TASK DETAILS: Summarize the post below about Sarah Palin's view of Julian Assange and Wikileaks in two sentences.

06 December 2010
More on Julian Assange and Wikileaks: The Sarah Palin View...
Australia is clearly looking to build a case against Assange. However, it would seem that the US is also exploring what options it has in making the case and prosecuting Assange in the US. This has obviously brought the ranting and railing conservative right out. Among them is the former Vice-Presidential candidate from the Grand Old Party (GOP), Sarah Palin. The fact that some might consider her a legitimate contender for the GOP presidential nomination in 2012 is scary enough, but the latest outburst is indicative as to what lengths this woman will go to try and capitalise on conservative popular opinion. It is also indicative of the fact that she really does not understand the difference between Osama bin Laden and Julian Assange. It is pretty clear that she obviously missed the advocacy class on why not to use exaggeration.
Sarah Palin in her infinite wisdom has taken to Facebook to condemn Assange for his role in releasing to the world some 250,000 confidential and secret diplomatic cables. Fair enough! There are good arguments to be made that it was irresponsible for Assange to publish via Wikileaks. However, Palin was not satisfied stopping there. In order to really ratchet-up the rhetoric she decided to add that Assnage should be hunted down like Osama bin Laden.
Well, after ten years of searching the US has not found or been able to confirm that it has killed bin Laden. So, it would seem that Assange really need not fear the US if it was to mount a similar "search and destroy" campaign that has been mounted for bin Laden. Although, on a more serious note, it would appear that all those who need to know where Assange is, in fact know where he is. It would also appear that an arrest is not that far away once the arrest warrant(s) are in order, assuming Assange decides to surrender to authorities and not seek political asylum in a country favourable to that proposition, Switzerland perhaps.
To further reinforce her point she suggested that Assange is not a journalist in any shape or form and compared this lack of journalistic skill to the current editor of al-Qaeda's English-language magazine, Inspire. Further intensifying the rhetoric saw Assange labeled as anti-American and with blood on his hands.
In any event, this was a political point scoring opportunity that was more about Palin slamming the White House and President Obama by implying that they were complicit in Assange's Wikileaks work because they have not been serious in hunting him down or arresting him.
Yet, this generally fits into the overall rhetoric of US politics with recent claims seeking to force the US government to declare Wikileaks a terrorist organisation. A whistleblower as a terrorist organisation, what an interesting development. However, it is symptomatic of the way the world is post 9/11. Anything that annoys us or possible effects many as opposed to a few is almost immediately labeled a terrorist organisation. I wonder what the Tea Party might need to do to be labeled a terrorist organisation? What about the Republicans or the Democrats?
However, the US is looking to invoke the Espionage Act with a view to criminal prosecution. And, it is imperative in the US view that they do this one by the numbers, and make the case bullet-proof.
The case to shut down sites that release confidential documents needs to be assessed on a merits basis. The reality is that releasing secret or confidential information can always be criminalised, but at what cost?
The question that must be answered here was whether there was any value in the releasing of these particular diplomatic cables? Simply, does the public need to know outweigh the need to maintain confidentiality?

GIVEN ENTRIES:
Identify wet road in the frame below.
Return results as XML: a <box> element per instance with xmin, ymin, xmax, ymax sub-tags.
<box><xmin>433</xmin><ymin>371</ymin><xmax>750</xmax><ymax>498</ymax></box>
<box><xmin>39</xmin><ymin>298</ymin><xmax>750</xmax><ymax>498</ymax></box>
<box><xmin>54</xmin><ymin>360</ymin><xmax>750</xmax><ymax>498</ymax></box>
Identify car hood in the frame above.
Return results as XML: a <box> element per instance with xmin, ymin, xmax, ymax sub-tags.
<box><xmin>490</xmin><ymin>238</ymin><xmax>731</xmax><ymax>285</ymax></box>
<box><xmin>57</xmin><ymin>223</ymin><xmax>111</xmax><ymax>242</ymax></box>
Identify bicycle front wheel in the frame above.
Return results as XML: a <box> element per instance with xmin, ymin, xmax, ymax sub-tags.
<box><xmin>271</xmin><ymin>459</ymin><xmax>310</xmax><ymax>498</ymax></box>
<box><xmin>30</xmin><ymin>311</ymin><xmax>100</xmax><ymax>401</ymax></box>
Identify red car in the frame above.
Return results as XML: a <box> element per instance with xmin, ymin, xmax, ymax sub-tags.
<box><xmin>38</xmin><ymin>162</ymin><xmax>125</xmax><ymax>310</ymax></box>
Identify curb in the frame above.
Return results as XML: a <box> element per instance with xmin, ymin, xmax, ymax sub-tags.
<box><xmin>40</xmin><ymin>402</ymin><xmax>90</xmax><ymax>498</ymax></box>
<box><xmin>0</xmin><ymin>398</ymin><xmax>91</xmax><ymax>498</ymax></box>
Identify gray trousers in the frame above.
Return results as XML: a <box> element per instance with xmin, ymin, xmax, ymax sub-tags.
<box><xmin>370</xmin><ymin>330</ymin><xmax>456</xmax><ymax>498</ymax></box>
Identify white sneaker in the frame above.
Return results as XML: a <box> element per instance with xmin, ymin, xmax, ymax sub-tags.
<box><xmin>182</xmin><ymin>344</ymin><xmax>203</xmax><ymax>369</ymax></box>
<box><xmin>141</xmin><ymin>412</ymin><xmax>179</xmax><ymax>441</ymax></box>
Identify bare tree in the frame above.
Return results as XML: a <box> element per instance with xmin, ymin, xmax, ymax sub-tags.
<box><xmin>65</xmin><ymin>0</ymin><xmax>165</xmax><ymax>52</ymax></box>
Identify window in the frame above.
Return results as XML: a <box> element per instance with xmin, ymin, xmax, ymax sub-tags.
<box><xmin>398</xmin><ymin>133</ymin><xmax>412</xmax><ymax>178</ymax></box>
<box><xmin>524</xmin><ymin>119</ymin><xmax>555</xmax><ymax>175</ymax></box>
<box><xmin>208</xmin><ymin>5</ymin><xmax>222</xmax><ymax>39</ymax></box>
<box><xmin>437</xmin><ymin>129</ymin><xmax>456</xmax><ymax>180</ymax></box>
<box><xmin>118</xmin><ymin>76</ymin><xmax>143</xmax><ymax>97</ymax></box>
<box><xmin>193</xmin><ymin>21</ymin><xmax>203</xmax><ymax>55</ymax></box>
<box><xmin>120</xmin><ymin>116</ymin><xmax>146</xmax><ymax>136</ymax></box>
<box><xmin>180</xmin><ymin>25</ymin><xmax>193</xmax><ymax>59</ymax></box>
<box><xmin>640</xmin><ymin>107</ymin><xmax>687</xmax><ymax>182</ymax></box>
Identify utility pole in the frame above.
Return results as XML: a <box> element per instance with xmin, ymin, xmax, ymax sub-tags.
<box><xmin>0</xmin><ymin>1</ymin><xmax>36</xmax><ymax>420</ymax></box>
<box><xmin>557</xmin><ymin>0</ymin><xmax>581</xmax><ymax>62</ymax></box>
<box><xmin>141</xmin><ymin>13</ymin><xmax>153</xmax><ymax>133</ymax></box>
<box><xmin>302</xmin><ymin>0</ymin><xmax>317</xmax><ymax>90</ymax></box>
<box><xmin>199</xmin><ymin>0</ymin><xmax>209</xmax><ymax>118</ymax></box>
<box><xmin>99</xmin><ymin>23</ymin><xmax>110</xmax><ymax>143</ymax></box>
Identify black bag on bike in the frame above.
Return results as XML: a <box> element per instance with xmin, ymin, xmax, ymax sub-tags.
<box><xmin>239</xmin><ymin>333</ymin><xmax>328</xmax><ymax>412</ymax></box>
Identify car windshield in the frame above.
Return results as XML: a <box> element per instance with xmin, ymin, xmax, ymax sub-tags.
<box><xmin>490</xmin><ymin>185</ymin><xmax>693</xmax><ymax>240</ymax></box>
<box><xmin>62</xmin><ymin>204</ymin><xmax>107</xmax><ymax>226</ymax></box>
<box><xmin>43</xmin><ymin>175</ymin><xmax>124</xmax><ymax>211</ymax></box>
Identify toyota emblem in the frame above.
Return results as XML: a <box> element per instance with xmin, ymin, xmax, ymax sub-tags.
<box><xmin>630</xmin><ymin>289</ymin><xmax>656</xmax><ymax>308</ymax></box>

FINISHED EXERCISE: Sarah Palin used Facebook to condemn Julian Assange for releasing some 250,000 confidential and secret diplomatic cables, saying he should be hunted down like Osama bin Laden. The author treats this as exaggerated rhetoric aimed mainly at scoring political points against the White House and President Obama, notes that the US is looking to invoke the Espionage Act with a view to criminal prosecution, and argues that the real question is whether the public need to know outweighs the need to maintain confidentiality.